__INSTRUCTION__:
Can you extract every line of the listing below word for word, omitting the pictures?

__EXTRACTED RECORDS__:
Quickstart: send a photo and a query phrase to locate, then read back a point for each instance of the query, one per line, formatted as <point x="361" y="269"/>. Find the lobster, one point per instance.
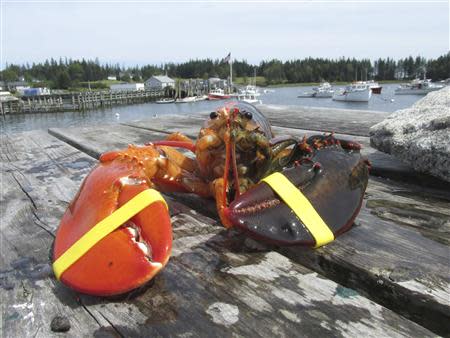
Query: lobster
<point x="116" y="233"/>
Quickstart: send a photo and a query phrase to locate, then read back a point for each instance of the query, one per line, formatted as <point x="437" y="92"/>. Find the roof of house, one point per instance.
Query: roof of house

__WORKED ANSWER__:
Quickstart: send a photo and a query phrase to locate, then read back a point for each instance of the query, one per line, formatted as <point x="361" y="269"/>. Find the lobster, one point per instance.
Query: lobster
<point x="116" y="233"/>
Quickstart: send a photo and a query phrase to locate, then read back a point for each instance of the query, one per line, formatted as <point x="437" y="92"/>. Find the roof of house, one point per instance.
Query: roof of house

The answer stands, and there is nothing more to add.